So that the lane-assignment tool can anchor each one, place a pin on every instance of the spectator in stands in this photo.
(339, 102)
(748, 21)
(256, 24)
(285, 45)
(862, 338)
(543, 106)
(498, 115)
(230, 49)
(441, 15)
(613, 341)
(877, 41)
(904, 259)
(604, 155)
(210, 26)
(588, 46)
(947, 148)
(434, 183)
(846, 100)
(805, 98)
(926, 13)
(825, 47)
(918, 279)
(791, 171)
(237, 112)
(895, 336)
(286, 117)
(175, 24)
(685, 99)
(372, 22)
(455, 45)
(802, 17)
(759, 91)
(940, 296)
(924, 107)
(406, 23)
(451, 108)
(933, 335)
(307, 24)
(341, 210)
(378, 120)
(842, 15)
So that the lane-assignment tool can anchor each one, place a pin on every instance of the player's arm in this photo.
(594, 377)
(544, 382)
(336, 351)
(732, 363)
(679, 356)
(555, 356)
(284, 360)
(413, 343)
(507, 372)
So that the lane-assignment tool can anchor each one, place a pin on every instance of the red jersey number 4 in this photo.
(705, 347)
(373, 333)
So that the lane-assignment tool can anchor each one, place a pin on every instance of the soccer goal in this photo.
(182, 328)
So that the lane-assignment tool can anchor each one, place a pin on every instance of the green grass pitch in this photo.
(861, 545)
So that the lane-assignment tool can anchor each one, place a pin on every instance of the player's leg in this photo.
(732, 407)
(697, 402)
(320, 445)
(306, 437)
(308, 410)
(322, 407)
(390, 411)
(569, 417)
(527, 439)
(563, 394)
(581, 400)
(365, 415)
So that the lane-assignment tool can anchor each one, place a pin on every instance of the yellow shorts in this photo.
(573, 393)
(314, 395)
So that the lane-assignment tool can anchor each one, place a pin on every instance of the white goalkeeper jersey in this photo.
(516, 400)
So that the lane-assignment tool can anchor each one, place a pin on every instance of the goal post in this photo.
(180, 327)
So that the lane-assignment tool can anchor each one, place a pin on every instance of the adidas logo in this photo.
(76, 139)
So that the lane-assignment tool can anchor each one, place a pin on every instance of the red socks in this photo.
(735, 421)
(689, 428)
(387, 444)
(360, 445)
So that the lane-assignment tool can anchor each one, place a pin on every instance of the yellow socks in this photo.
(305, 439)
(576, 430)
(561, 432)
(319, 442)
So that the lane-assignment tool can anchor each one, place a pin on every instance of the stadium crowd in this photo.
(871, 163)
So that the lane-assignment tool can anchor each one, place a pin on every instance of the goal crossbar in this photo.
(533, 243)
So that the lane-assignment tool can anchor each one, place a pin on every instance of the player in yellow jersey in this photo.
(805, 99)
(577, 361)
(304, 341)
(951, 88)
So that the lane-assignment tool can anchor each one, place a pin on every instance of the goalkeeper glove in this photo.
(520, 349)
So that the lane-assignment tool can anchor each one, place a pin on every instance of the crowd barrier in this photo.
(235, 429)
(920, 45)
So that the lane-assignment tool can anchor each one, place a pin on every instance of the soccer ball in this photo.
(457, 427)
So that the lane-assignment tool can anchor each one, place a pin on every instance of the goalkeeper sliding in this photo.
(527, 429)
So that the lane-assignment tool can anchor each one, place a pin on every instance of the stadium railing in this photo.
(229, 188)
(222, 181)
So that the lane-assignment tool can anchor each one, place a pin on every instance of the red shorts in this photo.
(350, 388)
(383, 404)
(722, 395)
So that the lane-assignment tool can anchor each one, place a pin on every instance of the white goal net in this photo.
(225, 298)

======

_WHAT IS REQUIRED_. Retype the entries above exactly as they appear.

_SOLUTION_.
So that the lane-assignment tool can anchor each one, place a pin on every instance of the spectator in stands in this photo.
(339, 102)
(748, 21)
(256, 24)
(285, 45)
(862, 338)
(543, 106)
(498, 115)
(230, 49)
(441, 15)
(613, 341)
(877, 41)
(904, 259)
(604, 155)
(210, 26)
(588, 46)
(947, 148)
(434, 183)
(846, 100)
(805, 98)
(926, 13)
(825, 47)
(918, 279)
(791, 171)
(237, 112)
(895, 336)
(286, 117)
(175, 24)
(685, 99)
(372, 22)
(455, 45)
(802, 17)
(759, 91)
(940, 296)
(924, 107)
(406, 23)
(451, 108)
(933, 335)
(307, 24)
(341, 210)
(378, 120)
(842, 15)
So that the lane-assignment tool can anchor each one, place a pin on every instance of the player's arm in this photo.
(594, 377)
(544, 382)
(336, 351)
(732, 363)
(679, 356)
(555, 356)
(284, 360)
(413, 343)
(507, 372)
So that the lane-assignment tool can anchor each one, place a pin on every instance of the red jersey number 4 in this photo.
(705, 347)
(373, 333)
So that the lane-assignment tool can anchor each one, place a pin on every instance of the soccer goal in this photo.
(182, 328)
So that the lane-assignment tool can anchor each one, place a pin on every instance of the green grass pitch in this photo.
(861, 545)
So that the lane-assignment tool can anchor each one, place a pin on every instance of the player's leg in this photo.
(732, 407)
(697, 402)
(320, 445)
(306, 437)
(308, 410)
(322, 407)
(390, 411)
(569, 417)
(527, 439)
(563, 394)
(581, 400)
(365, 415)
So that the lane-assignment tool can anchor each one, place a pin on every instance of the yellow shorts in this photo.
(573, 393)
(314, 395)
So that the lane-assignment tool can anchor each one, place a pin on every instance of the white goalkeeper jersey in this photo.
(516, 400)
So that the lane-assignment tool can anchor each one, place a pin on every instance of the goal post in this photo.
(180, 327)
So that the lane-assignment tool can anchor each one, place a pin on every instance of the adidas logo in this photo.
(76, 139)
So that the lane-assignment tool can anchor each one, place a pin on every instance of the red socks in this photo.
(735, 421)
(689, 428)
(387, 444)
(360, 445)
So that the lane-assignment tool can anchor each one, place a pin on every instance of the yellow socks in this photo.
(305, 439)
(576, 430)
(561, 432)
(319, 442)
So that the lane-assignment tool can anchor each one, place a pin on every instance of the stadium crowd in this photo.
(871, 163)
So that the lane-assignment tool can anchor each one, place a pin on every instance of the goal crossbar in this photo.
(533, 243)
So that the lane-assignment tool can anchor each one, place a pin on every instance of the player in yellow jersey in this photo.
(805, 99)
(577, 361)
(304, 341)
(951, 88)
So that the lane-assignment tool can anchor each one, place a pin on every instance of the goalkeeper glove in this photo.
(520, 349)
So that the lane-assignment tool can anchor each one, place a pin on every instance of the crowd barrier in this photo.
(235, 429)
(920, 45)
So that the lane-assignment tool can anchor each one, place a pin on every instance of the soccer ball in this photo.
(457, 427)
So that the lane-assignment tool can anchor each one, place a pin on every instance of the goalkeeper sliding in this photo.
(527, 429)
So that the lane-assignment tool can anchor each one, place a pin on every instance of the stadium railing in this photo.
(229, 188)
(222, 181)
So that the lane-assignment tool can anchor each one, place a pin on every instance of the red shorts in this photo.
(350, 388)
(383, 404)
(722, 395)
So that the lane-assignment tool can anchor each one, place a pin on every instance of the white goal net in this photo.
(225, 298)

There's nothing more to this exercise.